#### ASSIGNMENT
Return, word for word, the passage of the award article below from "She will be" to "internship research positions.".
=== SOURCE EXTRACT ===
Photo: Thomas Sanders, ’15 MFA Photography

Photo: Thomas Sanders, ’15 MFA Photography

The Outstanding Lecturer Award recognizes a lecturer for excellence in teaching effectiveness and service to the San Jose State campus community. This year’s winner comes from the College of Science.

She will be honored at the 15th Annual Faculty Service Recognition and Awards Luncheon on March 11, 2014. Tickets are available for purchase.

In 2008, Olenka Hubickyj had been a researcher at NASA for 25 years, studying the formation of giant planets, when she got wind that San Jose State was looking for a science professor. She had never taught before, but “the idea kept haunting me,” says Hubickyj. “So I said, ‘why not?’”

Now a lecturer in physics and astronomy, Hubickyj is this year’s recipient of the Outstanding Lecturer Award. She continues her research and serves as director of Systems Teaching Institute at NASA Ames’ University Affiliated Research Center, where she helps place students into internship research positions.

Hubickyj, who wanted to be an astronomer at age nine, knows that her zeal for science is powerful. “My kids tell me to tone down the geek,” she says, laughing. “But when I tell my students something and see their eyes … I just love it. I always tell them I want to change the course name to ‘All Things Fantastic.’”

“Dr. Hubickyj’s enthusiasm is truly contagious,” writes one of her students. “I believe that had I taken her course as an incoming freshman I would have been inspired to pursue astronomy as my major.”

Department Chair Michael Kaufman echoes this sentiment in Hubickyj’s nomination: “What is immediately evident when one walks by one of Olenka’s classrooms is the energy flowing from it.”

The child of Ukrainian immigrants who had come to New York City via a refugee camp in post-war Germany, Hubickyj can relate to many SJSU students in a way that transcends science. “I spoke a different language at home and had to straddle two cultures. I understand what it’s like for these kids who have family, cultural and academic obligations,” she says. Though accepted into a prestigious private school, she attended the City College of New York for financial reasons. “I came from a school like SJSU. If it hadn’t been for CCNY, I wouldn’t be here. Going there did not mean I was less intelligent than students at elite schools. Now it’s my turn to reinforce that message here.”

One of Hubickyj’s approaches is to allow students to express their understanding of astronomy on their own terms. A requirement of her Descriptive Astronomy course is a semester-long research project where students can present their research through any medium: she has received a symphonic poem about a mission to Mars written and performed by a music composition major, a full press packet about the Big Bang from a hospitality student, and more space art than she can fit in her office.

“To help students find their power you must respect them,” says Hubickyj. “You must give second chances and make it safe to learn.”
=== DATASET EXTRACT ===
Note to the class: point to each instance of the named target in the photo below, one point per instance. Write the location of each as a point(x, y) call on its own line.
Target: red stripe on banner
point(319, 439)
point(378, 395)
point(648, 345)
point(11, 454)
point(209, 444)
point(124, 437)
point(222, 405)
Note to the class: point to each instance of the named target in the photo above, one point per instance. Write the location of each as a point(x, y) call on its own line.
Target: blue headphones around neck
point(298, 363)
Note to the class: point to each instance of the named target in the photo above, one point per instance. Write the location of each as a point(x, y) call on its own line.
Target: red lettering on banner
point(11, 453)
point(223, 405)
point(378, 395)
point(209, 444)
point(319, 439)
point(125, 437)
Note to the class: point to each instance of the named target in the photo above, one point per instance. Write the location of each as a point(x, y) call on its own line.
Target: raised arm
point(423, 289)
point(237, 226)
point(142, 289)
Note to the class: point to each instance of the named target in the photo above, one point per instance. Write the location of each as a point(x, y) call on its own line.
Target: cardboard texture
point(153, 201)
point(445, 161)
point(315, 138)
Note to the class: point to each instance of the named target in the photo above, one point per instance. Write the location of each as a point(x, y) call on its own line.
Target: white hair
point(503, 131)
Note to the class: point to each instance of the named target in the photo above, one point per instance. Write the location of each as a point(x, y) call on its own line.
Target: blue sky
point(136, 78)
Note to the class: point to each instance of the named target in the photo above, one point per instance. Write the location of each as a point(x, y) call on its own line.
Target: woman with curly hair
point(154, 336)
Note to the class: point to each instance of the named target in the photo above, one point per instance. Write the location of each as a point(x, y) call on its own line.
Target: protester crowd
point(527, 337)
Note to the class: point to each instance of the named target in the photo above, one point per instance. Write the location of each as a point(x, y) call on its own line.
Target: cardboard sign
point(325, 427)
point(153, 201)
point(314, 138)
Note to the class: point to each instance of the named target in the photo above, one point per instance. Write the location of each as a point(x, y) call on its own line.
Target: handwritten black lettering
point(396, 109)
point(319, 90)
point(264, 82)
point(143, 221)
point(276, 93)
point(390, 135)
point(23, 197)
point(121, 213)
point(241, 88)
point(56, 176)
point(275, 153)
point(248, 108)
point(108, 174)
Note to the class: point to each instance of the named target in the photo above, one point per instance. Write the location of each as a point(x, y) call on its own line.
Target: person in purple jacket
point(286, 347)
===
#### TASK SOLUTION
She will be honored at the 15th Annual Faculty Service Recognition and Awards Luncheon on March 11, 2014. Tickets are available for purchase.

In 2008, Olenka Hubickyj had been a researcher at NASA for 25 years, studying the formation of giant planets, when she got wind that San Jose State was looking for a science professor. She had never taught before, but “the idea kept haunting me,” says Hubickyj. “So I said, ‘why not?’”

Now a lecturer in physics and astronomy, Hubickyj is this year’s recipient of the Outstanding Lecturer Award. She continues her research and serves as director of Systems Teaching Institute at NASA Ames’ University Affiliated Research Center, where she helps place students into internship research positions.